======== EXERCISE DATA
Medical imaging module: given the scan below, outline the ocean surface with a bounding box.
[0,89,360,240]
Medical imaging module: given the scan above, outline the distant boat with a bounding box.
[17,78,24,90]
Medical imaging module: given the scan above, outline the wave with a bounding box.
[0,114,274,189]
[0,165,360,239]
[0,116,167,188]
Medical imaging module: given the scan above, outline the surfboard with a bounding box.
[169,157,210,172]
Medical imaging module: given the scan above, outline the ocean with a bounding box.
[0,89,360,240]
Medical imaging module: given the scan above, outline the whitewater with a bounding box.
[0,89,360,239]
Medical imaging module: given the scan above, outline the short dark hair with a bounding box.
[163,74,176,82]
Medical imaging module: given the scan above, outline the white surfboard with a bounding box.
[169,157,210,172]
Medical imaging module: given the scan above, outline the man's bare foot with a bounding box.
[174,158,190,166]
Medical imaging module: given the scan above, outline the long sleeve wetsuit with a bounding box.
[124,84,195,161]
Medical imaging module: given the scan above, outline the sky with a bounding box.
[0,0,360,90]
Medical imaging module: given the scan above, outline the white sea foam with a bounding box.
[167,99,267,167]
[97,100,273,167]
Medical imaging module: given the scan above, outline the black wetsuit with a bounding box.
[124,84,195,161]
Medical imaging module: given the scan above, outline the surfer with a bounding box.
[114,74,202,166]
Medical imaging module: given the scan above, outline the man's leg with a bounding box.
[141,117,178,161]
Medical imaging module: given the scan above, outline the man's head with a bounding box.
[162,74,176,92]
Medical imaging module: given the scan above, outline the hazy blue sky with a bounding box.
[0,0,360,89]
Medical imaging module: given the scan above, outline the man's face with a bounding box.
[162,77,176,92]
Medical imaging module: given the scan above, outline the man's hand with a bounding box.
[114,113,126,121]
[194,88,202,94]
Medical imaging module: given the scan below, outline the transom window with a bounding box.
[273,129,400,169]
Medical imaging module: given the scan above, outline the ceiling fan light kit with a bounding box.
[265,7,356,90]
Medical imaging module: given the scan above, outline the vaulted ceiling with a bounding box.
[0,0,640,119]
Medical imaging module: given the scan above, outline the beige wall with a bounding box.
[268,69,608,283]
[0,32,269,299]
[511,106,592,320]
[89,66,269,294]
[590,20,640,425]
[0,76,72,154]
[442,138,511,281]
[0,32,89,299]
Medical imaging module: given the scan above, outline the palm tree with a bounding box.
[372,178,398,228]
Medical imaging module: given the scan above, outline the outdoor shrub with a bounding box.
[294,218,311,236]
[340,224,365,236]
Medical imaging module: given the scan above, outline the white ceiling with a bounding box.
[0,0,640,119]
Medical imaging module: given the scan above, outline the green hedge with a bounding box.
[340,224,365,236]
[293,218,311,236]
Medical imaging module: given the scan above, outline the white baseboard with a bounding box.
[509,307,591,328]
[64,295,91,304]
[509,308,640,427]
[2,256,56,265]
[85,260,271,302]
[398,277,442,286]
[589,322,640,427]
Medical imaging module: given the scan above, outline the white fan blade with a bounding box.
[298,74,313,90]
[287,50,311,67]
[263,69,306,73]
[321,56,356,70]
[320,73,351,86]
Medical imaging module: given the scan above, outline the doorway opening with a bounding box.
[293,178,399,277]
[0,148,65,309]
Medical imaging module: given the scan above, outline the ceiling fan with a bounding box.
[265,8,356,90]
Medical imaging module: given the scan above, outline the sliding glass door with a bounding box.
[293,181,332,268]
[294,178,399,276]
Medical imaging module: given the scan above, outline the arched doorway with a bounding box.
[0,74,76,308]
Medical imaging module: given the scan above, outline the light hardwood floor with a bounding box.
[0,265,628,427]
================
* [EXERCISE AIM]: Render the items as a two-column CSV with the headers "prompt" and "boxes", one row per item, each field quoted and any line breaks replaced by spaces. Begin at the line that contains "window with a bounding box." and stop after the line that contains "[265,8,356,90]".

* [COMPLETE ANSWER]:
prompt,boxes
"Medical imaging module: given the scan below, outline the transom window with a bounding box.","[273,129,400,169]"
"Medical imaging module: given the scan above, outline the ceiling fan light kit with a bounding box.","[265,7,356,90]"
"Medical imaging module: given the scan above, outline the vaulted ceiling with a bounding box.","[0,0,640,119]"
"Medical imaging module: given the scan above, outline the beige wall with a bounding box.","[268,69,608,283] [0,32,269,299] [511,106,592,320] [89,66,269,294] [590,20,640,425] [0,76,72,154] [442,138,511,281] [0,32,89,299]"
"Medical imaging module: given the scan above, outline the palm tree with a bounding box.","[372,178,398,228]"
"Medical imaging module: given the scan above, outline the outdoor shrub with a bounding box.","[294,218,311,236] [340,224,365,236]"
"Medical imaging module: given the scan above, outline the white ceiling with a bounding box.","[0,0,640,119]"
"Medical imaging module: given the scan above, outline the green hedge with a bounding box.","[340,224,365,236] [293,218,311,236]"
"Medical imaging module: given the scan above, outline the white baseboard with a bounding box.","[509,307,591,328] [64,295,91,304] [509,308,640,427] [2,256,56,265] [85,260,271,302] [398,277,442,286] [589,322,640,427]"
"Medical imaging module: given the scan above, outline the white fan blade with a bounding box.","[298,74,313,90] [287,50,311,67] [263,69,306,73] [321,56,356,70] [320,73,351,86]"
"Medical imaging module: given the scan above, outline the doorway opening with a bounding box.","[293,178,399,277] [0,148,65,309]"
"Medical imaging module: given the scan above, outline the ceiling fan with a bounding box.","[265,8,356,90]"